Black Sabbath - 13 - la recensione

Recensione del 07 giu 2013 a cura di Andrea Valentini

Voto 8/10
Non sono pochi 35 anni: anzi, giustificano senza dubbio scetticismi e perplessità. E chi scrive, dello scetticismo e della perplessità (in caso di reunion di vecchie glorie e dinosauri del rock in primis) è cavaliere di gran croce. Dunque un album dei
Black Sabbath dopo 35 anni, con una formazione che all’inizio doveva essere originale al 100%, ma poi lo è divenuta al 75% – peraltro con un povero Tony Iommi sofferente e provato dalla malattia – non arriva decisamente annunciato dai migliori auspici. Al contrario, di primo acchito evoca quell’aroma di provola tanto gradevole in una fiera enogastronomica, quanto sospetto in caso di dischi: come dire… il primo pensiero è “Ci stanno provando, hanno finito i soldi”.
Ma è un errore pensarla così. Ozzy e i suoi avranno anche finito i soldi (e saranno affari loro, comunque), ma alla fine “13” è davvero molto, molto, molto meno peggio di quanto ci si potesse aspettare in preda al catastrofismo e al disfattismo più rock. E non è poco.
Partendo dal presupposto che la favola del ritorno dei Black Sabbath – come quella di qualsiasi altra formazione che ha avuto il suo momento di gloria 20,30,40 anni fa – è semplicemente roba da raccontare ai bimbi per propiziar loro una buona notte, “13” risulta comunque un album convincente, non destinato a fare la storia, ma in grado di evocare la grandezza di una band che ha segnato il cammino del rock con veri e propri capolavori seminali.

────────────────────────────────────────

• **Sul compito**: Scrivi il seguito della recensione dell'album «13» dei Black Sabbath, partendo subito dopo l'ultima frase riportata.

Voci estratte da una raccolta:
────────────────────────────────────────

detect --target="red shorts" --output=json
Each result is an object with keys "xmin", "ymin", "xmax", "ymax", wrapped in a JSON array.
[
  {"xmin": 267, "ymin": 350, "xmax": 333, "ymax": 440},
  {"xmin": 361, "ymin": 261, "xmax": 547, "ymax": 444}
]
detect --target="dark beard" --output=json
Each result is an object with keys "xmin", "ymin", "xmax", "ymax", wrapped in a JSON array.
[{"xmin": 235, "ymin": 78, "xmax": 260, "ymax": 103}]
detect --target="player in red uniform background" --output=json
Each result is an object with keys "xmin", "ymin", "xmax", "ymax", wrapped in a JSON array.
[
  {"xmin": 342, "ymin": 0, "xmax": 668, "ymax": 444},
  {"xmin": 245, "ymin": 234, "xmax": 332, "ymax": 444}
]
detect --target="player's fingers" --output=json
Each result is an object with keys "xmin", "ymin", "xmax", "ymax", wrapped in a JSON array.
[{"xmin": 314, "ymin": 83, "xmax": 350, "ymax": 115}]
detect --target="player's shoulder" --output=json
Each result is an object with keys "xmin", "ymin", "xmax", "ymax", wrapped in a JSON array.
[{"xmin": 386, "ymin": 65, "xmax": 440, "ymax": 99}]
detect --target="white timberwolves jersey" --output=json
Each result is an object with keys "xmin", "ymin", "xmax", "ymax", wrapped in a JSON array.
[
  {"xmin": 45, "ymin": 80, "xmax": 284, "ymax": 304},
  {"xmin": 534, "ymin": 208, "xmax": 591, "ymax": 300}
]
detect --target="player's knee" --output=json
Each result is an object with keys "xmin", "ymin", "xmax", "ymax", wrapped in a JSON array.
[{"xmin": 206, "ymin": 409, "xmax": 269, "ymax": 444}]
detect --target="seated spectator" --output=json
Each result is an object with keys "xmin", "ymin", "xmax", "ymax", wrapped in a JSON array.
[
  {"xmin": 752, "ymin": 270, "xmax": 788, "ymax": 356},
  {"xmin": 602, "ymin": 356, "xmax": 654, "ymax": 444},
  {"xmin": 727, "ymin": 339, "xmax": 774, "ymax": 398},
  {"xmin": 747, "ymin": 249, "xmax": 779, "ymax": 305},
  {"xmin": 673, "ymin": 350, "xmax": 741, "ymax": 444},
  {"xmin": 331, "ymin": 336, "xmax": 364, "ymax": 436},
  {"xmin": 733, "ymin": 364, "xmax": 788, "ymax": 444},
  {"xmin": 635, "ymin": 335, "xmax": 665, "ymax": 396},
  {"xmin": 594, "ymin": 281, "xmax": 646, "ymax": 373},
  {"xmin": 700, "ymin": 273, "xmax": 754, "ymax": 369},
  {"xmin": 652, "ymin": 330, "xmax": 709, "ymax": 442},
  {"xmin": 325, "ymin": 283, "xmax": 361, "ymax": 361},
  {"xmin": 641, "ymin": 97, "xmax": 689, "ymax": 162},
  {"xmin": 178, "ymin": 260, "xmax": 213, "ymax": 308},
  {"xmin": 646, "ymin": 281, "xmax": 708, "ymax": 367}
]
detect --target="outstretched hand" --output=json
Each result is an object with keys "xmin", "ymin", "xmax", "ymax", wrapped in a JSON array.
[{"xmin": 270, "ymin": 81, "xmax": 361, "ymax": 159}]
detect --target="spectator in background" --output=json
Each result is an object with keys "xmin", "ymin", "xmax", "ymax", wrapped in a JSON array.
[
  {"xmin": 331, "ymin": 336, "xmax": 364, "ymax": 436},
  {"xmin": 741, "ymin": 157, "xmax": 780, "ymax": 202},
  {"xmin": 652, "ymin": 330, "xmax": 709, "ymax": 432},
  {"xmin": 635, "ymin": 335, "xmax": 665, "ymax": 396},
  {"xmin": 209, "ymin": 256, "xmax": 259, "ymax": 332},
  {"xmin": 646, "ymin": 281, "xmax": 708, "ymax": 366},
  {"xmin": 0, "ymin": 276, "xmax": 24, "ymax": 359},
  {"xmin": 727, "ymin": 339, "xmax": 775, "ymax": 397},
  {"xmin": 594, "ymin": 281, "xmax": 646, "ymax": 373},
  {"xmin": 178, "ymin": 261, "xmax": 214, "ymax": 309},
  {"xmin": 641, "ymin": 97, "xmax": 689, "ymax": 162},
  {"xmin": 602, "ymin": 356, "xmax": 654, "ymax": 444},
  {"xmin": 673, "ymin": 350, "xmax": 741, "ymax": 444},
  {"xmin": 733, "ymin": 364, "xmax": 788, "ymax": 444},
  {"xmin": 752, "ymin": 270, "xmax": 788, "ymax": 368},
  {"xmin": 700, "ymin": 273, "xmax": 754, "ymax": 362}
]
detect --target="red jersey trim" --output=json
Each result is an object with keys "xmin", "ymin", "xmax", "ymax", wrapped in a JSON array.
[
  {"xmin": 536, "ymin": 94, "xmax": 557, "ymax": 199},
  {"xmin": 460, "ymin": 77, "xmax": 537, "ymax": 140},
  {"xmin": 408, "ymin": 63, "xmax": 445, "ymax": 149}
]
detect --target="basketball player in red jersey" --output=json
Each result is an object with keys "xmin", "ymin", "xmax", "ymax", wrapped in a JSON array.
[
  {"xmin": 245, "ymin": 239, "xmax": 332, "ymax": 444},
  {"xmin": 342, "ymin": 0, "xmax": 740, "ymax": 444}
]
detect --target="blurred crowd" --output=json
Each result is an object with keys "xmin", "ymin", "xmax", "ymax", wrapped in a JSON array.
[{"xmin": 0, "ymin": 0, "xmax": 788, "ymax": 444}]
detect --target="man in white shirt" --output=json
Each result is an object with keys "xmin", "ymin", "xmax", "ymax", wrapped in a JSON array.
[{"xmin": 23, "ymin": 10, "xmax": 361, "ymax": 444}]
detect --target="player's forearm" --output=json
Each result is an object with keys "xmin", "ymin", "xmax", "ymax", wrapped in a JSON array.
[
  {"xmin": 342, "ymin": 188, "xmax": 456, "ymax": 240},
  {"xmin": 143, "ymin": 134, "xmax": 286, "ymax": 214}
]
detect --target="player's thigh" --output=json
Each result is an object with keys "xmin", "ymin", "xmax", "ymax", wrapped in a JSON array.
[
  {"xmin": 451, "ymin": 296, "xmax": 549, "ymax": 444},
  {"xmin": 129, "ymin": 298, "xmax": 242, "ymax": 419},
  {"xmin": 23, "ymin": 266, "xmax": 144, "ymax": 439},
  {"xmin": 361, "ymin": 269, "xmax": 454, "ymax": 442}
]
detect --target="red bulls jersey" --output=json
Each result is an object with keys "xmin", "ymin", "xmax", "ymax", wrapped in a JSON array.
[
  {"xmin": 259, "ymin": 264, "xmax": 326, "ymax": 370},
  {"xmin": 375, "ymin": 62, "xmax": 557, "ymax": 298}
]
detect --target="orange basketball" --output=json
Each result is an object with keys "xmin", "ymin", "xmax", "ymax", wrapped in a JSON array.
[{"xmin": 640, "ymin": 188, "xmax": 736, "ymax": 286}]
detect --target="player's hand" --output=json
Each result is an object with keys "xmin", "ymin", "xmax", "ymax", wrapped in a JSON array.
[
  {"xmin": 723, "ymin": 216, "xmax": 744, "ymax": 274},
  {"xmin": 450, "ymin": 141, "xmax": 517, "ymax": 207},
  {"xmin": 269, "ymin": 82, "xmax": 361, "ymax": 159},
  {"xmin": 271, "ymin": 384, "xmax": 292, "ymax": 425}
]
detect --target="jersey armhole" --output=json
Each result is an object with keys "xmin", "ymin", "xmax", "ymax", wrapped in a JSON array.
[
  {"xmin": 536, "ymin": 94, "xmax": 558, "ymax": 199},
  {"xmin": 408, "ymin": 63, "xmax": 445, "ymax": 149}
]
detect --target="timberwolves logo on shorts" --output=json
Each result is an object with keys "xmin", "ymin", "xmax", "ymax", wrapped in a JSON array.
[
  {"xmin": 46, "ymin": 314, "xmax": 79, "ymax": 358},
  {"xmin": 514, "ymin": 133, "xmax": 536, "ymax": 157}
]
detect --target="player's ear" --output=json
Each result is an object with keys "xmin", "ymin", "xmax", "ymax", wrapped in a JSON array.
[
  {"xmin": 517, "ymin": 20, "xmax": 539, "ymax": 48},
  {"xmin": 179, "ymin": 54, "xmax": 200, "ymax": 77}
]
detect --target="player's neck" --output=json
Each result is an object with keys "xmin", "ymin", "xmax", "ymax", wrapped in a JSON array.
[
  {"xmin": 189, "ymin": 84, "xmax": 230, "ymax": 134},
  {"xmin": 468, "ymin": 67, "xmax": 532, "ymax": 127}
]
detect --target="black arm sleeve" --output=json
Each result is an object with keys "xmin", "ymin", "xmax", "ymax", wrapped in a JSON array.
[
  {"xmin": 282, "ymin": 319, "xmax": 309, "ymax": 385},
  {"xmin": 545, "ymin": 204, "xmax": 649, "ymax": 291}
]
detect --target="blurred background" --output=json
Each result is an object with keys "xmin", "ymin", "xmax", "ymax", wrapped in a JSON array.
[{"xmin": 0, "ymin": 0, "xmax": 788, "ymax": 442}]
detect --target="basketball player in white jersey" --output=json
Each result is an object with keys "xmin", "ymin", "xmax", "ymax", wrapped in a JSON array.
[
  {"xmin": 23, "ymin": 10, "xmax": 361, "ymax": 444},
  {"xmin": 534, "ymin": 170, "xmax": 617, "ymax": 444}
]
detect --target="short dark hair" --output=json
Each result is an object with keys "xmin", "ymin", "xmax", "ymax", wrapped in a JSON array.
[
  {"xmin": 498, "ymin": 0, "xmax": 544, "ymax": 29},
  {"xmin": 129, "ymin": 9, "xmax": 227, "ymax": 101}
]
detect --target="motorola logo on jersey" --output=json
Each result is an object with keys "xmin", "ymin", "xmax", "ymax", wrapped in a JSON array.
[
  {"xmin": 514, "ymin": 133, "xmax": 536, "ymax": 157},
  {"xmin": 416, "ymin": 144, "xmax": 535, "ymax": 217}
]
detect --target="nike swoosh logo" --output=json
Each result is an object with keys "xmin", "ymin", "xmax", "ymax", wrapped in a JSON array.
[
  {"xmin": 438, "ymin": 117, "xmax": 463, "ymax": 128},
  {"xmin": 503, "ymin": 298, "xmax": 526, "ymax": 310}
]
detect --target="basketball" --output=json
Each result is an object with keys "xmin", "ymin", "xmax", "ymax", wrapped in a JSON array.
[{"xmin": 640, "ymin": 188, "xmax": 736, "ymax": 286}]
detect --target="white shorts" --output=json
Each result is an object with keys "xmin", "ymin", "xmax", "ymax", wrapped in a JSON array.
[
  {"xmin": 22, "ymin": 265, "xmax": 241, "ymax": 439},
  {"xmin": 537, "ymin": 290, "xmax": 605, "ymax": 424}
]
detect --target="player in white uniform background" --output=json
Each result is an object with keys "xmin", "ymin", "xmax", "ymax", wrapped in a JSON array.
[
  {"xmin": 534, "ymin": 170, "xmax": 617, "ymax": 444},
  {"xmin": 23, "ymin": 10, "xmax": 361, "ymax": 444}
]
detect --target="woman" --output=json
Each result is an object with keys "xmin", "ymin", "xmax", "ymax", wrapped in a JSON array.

────────────────────────────────────────

• **Risposta**:
In questi otto brani la mano di Rick Rubin ha guidato la ritrovata compagine di Birmingham (meglio: originaria di Birmingham) verso una riscoperta delle sue radici più profonde, legate al sound blues e psichedelico degli anni Sessanta. Quindi il nome del gioco che si svolge nell’arena di “13” è proto-hard rock e proto-metal con inflessioni prog, così come lo si sarebbe suonato tra il 1969 e il 1971… ma con un delizioso spunto di modernità regalato dal batterista Brad Wilk (Rage Against The Machine), che non ha il tocco morbido e killer di Bill Ward, ma regala un feeling attuale e più violento ai brani.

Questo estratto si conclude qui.